Drop every image and restate the entries below word for word.

[Collected data]
---------------

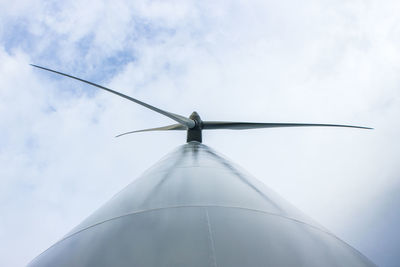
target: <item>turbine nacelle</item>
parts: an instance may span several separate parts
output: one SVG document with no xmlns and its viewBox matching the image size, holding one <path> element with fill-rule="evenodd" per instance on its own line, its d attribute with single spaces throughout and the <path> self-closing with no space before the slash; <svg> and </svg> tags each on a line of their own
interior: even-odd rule
<svg viewBox="0 0 400 267">
<path fill-rule="evenodd" d="M 124 95 L 120 92 L 114 91 L 112 89 L 101 86 L 99 84 L 89 82 L 87 80 L 84 80 L 84 79 L 81 79 L 81 78 L 78 78 L 78 77 L 75 77 L 75 76 L 72 76 L 69 74 L 65 74 L 65 73 L 62 73 L 59 71 L 55 71 L 52 69 L 48 69 L 45 67 L 41 67 L 41 66 L 37 66 L 37 65 L 33 65 L 33 64 L 31 64 L 31 65 L 36 68 L 54 72 L 54 73 L 57 73 L 57 74 L 87 83 L 87 84 L 90 84 L 92 86 L 96 86 L 100 89 L 103 89 L 112 94 L 115 94 L 115 95 L 118 95 L 125 99 L 128 99 L 132 102 L 135 102 L 136 104 L 139 104 L 150 110 L 160 113 L 160 114 L 177 122 L 177 124 L 167 125 L 167 126 L 163 126 L 163 127 L 126 132 L 123 134 L 119 134 L 116 137 L 120 137 L 120 136 L 131 134 L 131 133 L 138 133 L 138 132 L 186 130 L 187 131 L 187 138 L 186 138 L 187 142 L 197 141 L 197 142 L 201 143 L 202 142 L 202 134 L 201 134 L 202 130 L 218 130 L 218 129 L 247 130 L 247 129 L 259 129 L 259 128 L 305 127 L 305 126 L 318 126 L 318 127 L 326 126 L 326 127 L 347 127 L 347 128 L 359 128 L 359 129 L 372 129 L 369 127 L 362 127 L 362 126 L 341 125 L 341 124 L 320 124 L 320 123 L 263 123 L 263 122 L 234 122 L 234 121 L 203 121 L 203 120 L 201 120 L 199 114 L 196 111 L 193 111 L 192 114 L 189 116 L 189 118 L 186 118 L 184 116 L 154 107 L 154 106 L 144 103 L 140 100 L 137 100 L 136 98 L 130 97 L 128 95 Z"/>
<path fill-rule="evenodd" d="M 187 129 L 186 142 L 197 141 L 201 143 L 203 141 L 201 134 L 201 131 L 203 130 L 203 121 L 196 111 L 193 111 L 192 114 L 190 114 L 189 119 L 195 122 L 195 126 Z"/>
</svg>

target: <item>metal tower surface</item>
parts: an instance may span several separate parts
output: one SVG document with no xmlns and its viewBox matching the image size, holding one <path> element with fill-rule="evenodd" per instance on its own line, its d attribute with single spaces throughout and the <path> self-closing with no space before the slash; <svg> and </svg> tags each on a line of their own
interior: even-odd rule
<svg viewBox="0 0 400 267">
<path fill-rule="evenodd" d="M 211 148 L 189 142 L 28 266 L 375 266 Z"/>
</svg>

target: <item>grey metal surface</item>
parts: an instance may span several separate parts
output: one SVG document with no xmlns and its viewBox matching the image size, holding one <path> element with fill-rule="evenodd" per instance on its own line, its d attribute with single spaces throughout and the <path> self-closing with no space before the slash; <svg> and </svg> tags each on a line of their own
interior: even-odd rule
<svg viewBox="0 0 400 267">
<path fill-rule="evenodd" d="M 29 266 L 374 266 L 214 150 L 190 142 Z"/>
</svg>

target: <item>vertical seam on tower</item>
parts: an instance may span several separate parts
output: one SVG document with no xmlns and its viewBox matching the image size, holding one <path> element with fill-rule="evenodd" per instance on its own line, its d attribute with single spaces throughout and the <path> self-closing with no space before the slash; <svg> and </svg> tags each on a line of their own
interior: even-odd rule
<svg viewBox="0 0 400 267">
<path fill-rule="evenodd" d="M 208 229 L 208 239 L 211 243 L 211 266 L 217 267 L 217 258 L 215 254 L 215 246 L 214 246 L 214 238 L 211 232 L 211 224 L 210 224 L 210 216 L 208 215 L 208 210 L 207 208 L 204 208 L 206 212 L 206 220 L 207 220 L 207 229 Z"/>
</svg>

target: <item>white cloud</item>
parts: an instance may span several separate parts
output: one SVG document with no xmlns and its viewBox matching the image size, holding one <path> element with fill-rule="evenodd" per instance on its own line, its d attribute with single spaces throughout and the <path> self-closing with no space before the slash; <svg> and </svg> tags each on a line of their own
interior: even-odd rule
<svg viewBox="0 0 400 267">
<path fill-rule="evenodd" d="M 29 63 L 203 119 L 375 127 L 204 139 L 381 260 L 363 244 L 368 231 L 355 229 L 386 225 L 354 214 L 371 218 L 370 203 L 398 188 L 397 2 L 46 3 L 0 3 L 0 242 L 8 244 L 0 243 L 0 265 L 25 264 L 185 140 L 183 133 L 113 139 L 170 121 Z"/>
</svg>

---------------

(Expected answer):
target: <item>turbine nacelle</item>
parts: an instance may span several separate parts
output: one SVG document with no xmlns and its viewBox matching the image size, holding one <path> element with fill-rule="evenodd" per instance on its own line, its d attribute with single spaces throughout and the <path> self-closing with no space before the slash; <svg> and </svg> tags each on a line of their own
interior: even-odd rule
<svg viewBox="0 0 400 267">
<path fill-rule="evenodd" d="M 124 95 L 120 92 L 114 91 L 112 89 L 101 86 L 99 84 L 89 82 L 87 80 L 84 80 L 84 79 L 81 79 L 81 78 L 78 78 L 78 77 L 75 77 L 75 76 L 72 76 L 69 74 L 65 74 L 65 73 L 62 73 L 59 71 L 55 71 L 52 69 L 48 69 L 45 67 L 41 67 L 41 66 L 37 66 L 37 65 L 33 65 L 33 64 L 31 64 L 31 65 L 36 68 L 54 72 L 54 73 L 57 73 L 57 74 L 87 83 L 87 84 L 90 84 L 92 86 L 96 86 L 100 89 L 103 89 L 112 94 L 115 94 L 115 95 L 118 95 L 125 99 L 128 99 L 132 102 L 135 102 L 136 104 L 139 104 L 150 110 L 160 113 L 160 114 L 177 122 L 177 124 L 167 125 L 167 126 L 163 126 L 163 127 L 126 132 L 123 134 L 119 134 L 116 137 L 120 137 L 120 136 L 131 134 L 131 133 L 138 133 L 138 132 L 186 130 L 187 131 L 187 138 L 186 138 L 187 142 L 197 141 L 197 142 L 201 143 L 202 142 L 202 134 L 201 134 L 202 130 L 218 130 L 218 129 L 247 130 L 247 129 L 259 129 L 259 128 L 305 127 L 305 126 L 318 126 L 318 127 L 326 126 L 326 127 L 347 127 L 347 128 L 359 128 L 359 129 L 372 129 L 369 127 L 362 127 L 362 126 L 341 125 L 341 124 L 320 124 L 320 123 L 263 123 L 263 122 L 234 122 L 234 121 L 203 121 L 203 120 L 201 120 L 199 114 L 196 111 L 193 111 L 192 114 L 189 116 L 189 118 L 186 118 L 184 116 L 154 107 L 154 106 L 144 103 L 140 100 L 137 100 L 136 98 L 130 97 L 128 95 Z"/>
<path fill-rule="evenodd" d="M 187 129 L 186 142 L 197 141 L 201 143 L 203 141 L 201 134 L 201 131 L 203 130 L 203 121 L 196 111 L 193 111 L 192 114 L 190 114 L 189 119 L 195 122 L 195 126 Z"/>
</svg>

target: <item>metal tower surface</item>
parts: an instance may span several separate parts
output: one SVG document with no xmlns and its viewBox matching the image size, holding one <path> element with fill-rule="evenodd" per instance on its own line, its d attribute with single spaces throughout and the <path> self-closing with no space before the slash; <svg> and </svg> tags each on a line of their own
interior: even-odd rule
<svg viewBox="0 0 400 267">
<path fill-rule="evenodd" d="M 211 148 L 189 142 L 28 266 L 375 266 Z"/>
</svg>

target: <item>grey metal surface</item>
parts: an instance may span several separate parts
output: one SVG document with no xmlns and its viewBox matching the image size, holding one <path> element with fill-rule="evenodd" per instance on its own line, its d attribute with single spaces throughout and the <path> self-closing with no space before the slash; <svg> and </svg> tags each on a line of their own
interior: even-odd rule
<svg viewBox="0 0 400 267">
<path fill-rule="evenodd" d="M 29 266 L 374 266 L 214 150 L 190 142 Z"/>
</svg>

target: <item>vertical seam on tower</item>
parts: an instance may span several separate parts
output: one SVG document with no xmlns and its viewBox matching the image size, holding one <path> element with fill-rule="evenodd" per instance on its own line, its d attribute with single spaces throughout and the <path> self-closing with no space before the slash; <svg> and </svg> tags each on a line of their own
interior: even-odd rule
<svg viewBox="0 0 400 267">
<path fill-rule="evenodd" d="M 208 229 L 208 239 L 211 243 L 211 266 L 217 267 L 217 258 L 215 254 L 215 246 L 214 246 L 214 238 L 211 232 L 211 224 L 210 224 L 210 216 L 208 215 L 208 210 L 207 208 L 204 208 L 206 212 L 206 220 L 207 220 L 207 229 Z"/>
</svg>

target: <item>white cloud</item>
parts: an instance may span several separate parts
output: one SVG document with no xmlns and its viewBox matching the image size, holding one <path> element with fill-rule="evenodd" per instance on its own line, its d attribute with single spaces throughout and the <path> self-closing with no space before the slash; <svg> and </svg> tags each on a line of their own
interior: even-odd rule
<svg viewBox="0 0 400 267">
<path fill-rule="evenodd" d="M 29 63 L 203 119 L 375 127 L 204 139 L 381 260 L 363 244 L 368 231 L 355 229 L 386 225 L 354 214 L 371 218 L 370 203 L 398 188 L 397 2 L 46 3 L 0 3 L 0 242 L 8 244 L 0 243 L 0 265 L 25 264 L 185 140 L 183 133 L 113 139 L 170 121 Z"/>
</svg>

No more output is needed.